● **WORK TO COMPLETE**
Could you retype all of the entries below word for word?

● **RECORDS FOR THE EXERCISE**
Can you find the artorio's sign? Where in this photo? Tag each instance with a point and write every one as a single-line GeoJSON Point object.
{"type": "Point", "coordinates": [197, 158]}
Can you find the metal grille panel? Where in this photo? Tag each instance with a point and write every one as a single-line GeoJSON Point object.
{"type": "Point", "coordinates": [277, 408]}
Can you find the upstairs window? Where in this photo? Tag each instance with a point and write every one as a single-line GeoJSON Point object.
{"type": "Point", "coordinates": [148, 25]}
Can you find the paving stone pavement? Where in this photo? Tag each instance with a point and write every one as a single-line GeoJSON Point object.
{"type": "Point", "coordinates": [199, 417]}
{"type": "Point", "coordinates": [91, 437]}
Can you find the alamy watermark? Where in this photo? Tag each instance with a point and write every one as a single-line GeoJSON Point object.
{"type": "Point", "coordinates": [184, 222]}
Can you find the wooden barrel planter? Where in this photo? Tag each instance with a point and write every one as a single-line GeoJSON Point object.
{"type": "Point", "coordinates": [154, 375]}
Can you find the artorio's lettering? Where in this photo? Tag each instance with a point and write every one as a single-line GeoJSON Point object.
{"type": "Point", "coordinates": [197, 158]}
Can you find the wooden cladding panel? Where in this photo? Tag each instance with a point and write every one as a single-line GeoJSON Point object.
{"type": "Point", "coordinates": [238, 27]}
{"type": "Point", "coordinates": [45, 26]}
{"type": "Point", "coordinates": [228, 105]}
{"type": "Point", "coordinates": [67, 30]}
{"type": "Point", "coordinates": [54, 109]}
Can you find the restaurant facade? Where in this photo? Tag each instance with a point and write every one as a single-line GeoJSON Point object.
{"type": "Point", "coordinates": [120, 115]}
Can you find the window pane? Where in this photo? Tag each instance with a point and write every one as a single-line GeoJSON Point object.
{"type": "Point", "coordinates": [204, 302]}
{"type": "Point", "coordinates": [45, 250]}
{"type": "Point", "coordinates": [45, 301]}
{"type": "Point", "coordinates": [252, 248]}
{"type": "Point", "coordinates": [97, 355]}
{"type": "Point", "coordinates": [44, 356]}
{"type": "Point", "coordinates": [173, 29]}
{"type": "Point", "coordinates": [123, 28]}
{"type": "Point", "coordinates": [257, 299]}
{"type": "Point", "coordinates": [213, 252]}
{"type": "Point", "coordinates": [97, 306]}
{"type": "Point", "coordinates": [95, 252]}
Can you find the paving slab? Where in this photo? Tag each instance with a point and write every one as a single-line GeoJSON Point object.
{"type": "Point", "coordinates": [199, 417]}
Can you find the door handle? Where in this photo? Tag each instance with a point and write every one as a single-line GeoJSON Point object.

● **EXERCISE ANSWER**
Can you find the artorio's sign? Where in this photo? Tag each instance with a point and write every one as a single-line GeoJSON Point object.
{"type": "Point", "coordinates": [197, 158]}
Can you find the metal grille panel? Where in this photo? Tag each instance with a point and write every one as a single-line GeoJSON Point object.
{"type": "Point", "coordinates": [277, 408]}
Can you find the upstairs window? Where in this photo? Tag each instance with a point and write every one as a single-line GeoJSON Point object.
{"type": "Point", "coordinates": [148, 25]}
Can you find the paving stone pavement? Where in this photo? Tag each instance with a point and write every one as a single-line GeoJSON Point object.
{"type": "Point", "coordinates": [199, 417]}
{"type": "Point", "coordinates": [91, 437]}
Can you find the alamy watermark? Where in this photo? Tag each instance with a point and write every one as a single-line GeoJSON Point object.
{"type": "Point", "coordinates": [184, 222]}
Can you find the wooden barrel planter? Where in this photo? Tag each instance with a point and write every one as a single-line GeoJSON Point object.
{"type": "Point", "coordinates": [154, 375]}
Can you find the artorio's lettering? Where in this photo? Tag each instance with a point and write every one as a single-line GeoJSON Point object.
{"type": "Point", "coordinates": [197, 158]}
Can you find the wooden cladding panel? Where in this photo? Tag each instance with a point and write every one as a single-line GeoJSON Point object.
{"type": "Point", "coordinates": [238, 27]}
{"type": "Point", "coordinates": [45, 26]}
{"type": "Point", "coordinates": [228, 105]}
{"type": "Point", "coordinates": [67, 30]}
{"type": "Point", "coordinates": [54, 109]}
Can you find the restaurant facade? Where in this photo? Tag each instance with a point and write every one as a single-line GeoJSON Point object.
{"type": "Point", "coordinates": [120, 115]}
Can you find the window pane? Where in this photo? Tag each instance with a point and write every one as a single-line GeoJSON Point object.
{"type": "Point", "coordinates": [204, 302]}
{"type": "Point", "coordinates": [45, 250]}
{"type": "Point", "coordinates": [45, 301]}
{"type": "Point", "coordinates": [252, 248]}
{"type": "Point", "coordinates": [97, 355]}
{"type": "Point", "coordinates": [44, 356]}
{"type": "Point", "coordinates": [173, 29]}
{"type": "Point", "coordinates": [123, 28]}
{"type": "Point", "coordinates": [257, 299]}
{"type": "Point", "coordinates": [213, 252]}
{"type": "Point", "coordinates": [97, 306]}
{"type": "Point", "coordinates": [95, 252]}
Can you find the paving slab? Where in this photo? Tag each instance with a point and write every one as a single-line GeoJSON Point object.
{"type": "Point", "coordinates": [199, 417]}
Can you find the door handle? Where in this photo? Tag each instance with a point and write every one as a single-line GeoJSON Point object.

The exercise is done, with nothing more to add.